Work required:
Locate every line in the records below that contains the string "white" and copy each of those lines.

+===+

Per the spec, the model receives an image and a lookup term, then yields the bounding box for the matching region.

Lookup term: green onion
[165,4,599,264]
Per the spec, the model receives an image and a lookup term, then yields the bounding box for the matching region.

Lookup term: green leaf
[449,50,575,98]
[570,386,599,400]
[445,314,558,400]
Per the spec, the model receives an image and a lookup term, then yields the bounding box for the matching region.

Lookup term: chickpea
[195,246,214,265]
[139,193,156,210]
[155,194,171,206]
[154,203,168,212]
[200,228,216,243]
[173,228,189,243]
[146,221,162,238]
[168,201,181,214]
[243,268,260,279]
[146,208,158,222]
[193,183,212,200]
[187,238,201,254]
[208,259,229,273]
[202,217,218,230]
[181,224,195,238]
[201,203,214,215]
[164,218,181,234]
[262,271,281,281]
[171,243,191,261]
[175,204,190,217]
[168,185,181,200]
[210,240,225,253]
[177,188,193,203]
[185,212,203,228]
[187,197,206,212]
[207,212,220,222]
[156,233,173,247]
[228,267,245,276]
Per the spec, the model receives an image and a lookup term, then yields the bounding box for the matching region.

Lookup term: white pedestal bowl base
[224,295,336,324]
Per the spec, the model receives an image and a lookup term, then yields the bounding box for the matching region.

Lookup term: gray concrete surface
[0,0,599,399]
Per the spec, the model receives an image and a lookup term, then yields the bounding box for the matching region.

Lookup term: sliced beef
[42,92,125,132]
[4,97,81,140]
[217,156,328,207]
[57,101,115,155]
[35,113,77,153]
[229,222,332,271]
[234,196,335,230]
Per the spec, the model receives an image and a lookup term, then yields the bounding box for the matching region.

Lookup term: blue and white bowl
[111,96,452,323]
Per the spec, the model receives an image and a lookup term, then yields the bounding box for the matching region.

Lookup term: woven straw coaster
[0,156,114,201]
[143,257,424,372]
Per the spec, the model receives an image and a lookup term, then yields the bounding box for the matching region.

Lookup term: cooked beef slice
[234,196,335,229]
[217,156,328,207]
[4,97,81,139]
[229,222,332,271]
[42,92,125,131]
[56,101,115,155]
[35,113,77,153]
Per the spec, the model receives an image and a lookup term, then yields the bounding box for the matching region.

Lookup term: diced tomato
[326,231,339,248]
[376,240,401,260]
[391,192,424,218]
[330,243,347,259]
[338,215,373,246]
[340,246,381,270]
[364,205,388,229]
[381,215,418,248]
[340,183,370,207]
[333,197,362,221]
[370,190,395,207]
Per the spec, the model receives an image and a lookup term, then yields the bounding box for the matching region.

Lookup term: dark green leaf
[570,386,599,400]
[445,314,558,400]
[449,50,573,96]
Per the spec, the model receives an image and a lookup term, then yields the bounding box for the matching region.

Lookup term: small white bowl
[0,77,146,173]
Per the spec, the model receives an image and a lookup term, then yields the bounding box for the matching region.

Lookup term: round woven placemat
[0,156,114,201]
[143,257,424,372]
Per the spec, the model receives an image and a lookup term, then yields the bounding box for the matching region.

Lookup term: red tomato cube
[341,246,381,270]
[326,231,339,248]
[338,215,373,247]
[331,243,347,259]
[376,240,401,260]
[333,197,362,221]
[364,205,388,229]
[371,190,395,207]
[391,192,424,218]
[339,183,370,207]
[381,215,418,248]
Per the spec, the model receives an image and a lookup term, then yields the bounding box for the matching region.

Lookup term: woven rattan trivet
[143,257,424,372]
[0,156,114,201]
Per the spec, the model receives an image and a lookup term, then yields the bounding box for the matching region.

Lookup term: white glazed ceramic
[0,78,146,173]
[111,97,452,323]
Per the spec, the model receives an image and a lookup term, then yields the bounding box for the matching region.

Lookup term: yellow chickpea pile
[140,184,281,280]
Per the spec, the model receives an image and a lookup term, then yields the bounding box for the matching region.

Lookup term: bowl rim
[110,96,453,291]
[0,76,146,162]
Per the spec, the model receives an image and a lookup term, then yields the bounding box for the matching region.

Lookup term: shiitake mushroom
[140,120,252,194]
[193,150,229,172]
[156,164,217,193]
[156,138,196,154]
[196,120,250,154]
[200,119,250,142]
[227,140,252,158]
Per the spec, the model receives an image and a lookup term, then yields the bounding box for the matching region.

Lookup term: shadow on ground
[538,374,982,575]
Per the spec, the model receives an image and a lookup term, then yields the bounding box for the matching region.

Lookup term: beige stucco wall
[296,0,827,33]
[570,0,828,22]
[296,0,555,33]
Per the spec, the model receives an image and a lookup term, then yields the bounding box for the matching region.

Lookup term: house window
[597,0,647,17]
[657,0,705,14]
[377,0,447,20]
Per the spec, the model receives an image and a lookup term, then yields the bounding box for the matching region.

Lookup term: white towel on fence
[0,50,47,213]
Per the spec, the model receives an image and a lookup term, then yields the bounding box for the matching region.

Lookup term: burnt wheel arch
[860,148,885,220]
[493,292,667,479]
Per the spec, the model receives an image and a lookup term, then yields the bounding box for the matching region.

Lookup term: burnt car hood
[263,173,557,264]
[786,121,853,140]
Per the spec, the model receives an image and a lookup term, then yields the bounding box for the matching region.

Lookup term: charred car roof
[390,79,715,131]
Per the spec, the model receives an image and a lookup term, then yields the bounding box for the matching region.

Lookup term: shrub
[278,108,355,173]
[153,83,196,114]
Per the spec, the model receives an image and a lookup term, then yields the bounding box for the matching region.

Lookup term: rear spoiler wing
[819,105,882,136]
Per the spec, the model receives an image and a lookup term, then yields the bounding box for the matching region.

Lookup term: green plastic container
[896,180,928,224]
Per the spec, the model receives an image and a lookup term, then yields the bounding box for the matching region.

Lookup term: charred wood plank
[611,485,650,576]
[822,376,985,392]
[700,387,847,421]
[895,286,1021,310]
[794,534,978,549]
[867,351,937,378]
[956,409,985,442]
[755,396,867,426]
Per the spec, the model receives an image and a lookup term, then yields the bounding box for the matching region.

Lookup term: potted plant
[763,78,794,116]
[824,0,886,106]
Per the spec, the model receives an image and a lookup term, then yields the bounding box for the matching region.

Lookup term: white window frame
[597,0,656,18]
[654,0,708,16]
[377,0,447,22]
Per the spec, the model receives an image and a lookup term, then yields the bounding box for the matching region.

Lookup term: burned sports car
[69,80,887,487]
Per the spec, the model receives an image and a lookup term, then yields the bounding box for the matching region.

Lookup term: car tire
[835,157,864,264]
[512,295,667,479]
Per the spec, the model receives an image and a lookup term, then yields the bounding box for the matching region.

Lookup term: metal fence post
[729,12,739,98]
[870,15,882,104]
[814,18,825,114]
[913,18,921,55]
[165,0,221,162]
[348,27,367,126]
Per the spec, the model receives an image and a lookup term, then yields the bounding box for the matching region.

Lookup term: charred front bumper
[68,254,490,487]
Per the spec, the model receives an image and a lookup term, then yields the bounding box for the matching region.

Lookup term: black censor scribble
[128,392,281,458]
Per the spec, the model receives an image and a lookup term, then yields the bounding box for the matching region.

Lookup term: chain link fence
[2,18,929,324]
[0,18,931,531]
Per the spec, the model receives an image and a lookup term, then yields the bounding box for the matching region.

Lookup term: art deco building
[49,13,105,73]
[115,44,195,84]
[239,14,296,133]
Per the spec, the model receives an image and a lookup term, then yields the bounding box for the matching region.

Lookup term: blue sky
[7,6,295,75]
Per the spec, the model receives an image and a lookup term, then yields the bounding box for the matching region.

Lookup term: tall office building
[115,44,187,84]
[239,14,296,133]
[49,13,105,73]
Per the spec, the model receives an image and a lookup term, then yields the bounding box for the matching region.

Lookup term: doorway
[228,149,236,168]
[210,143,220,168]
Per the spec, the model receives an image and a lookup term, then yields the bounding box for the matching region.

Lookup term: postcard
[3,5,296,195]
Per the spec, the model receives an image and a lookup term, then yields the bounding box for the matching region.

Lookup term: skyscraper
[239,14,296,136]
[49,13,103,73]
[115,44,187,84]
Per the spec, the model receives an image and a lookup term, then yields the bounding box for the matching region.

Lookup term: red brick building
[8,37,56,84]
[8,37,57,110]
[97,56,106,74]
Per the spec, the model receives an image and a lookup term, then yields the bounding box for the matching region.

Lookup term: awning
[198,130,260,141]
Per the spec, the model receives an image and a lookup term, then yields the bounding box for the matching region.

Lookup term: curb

+===+

Output of the task:
Lookup term: white pedestal bowl base
Lookup term: blue and white bowl
Lookup term: small white bowl
Lookup term: white glazed ceramic
Lookup term: white towel on fence
Lookup term: white window frame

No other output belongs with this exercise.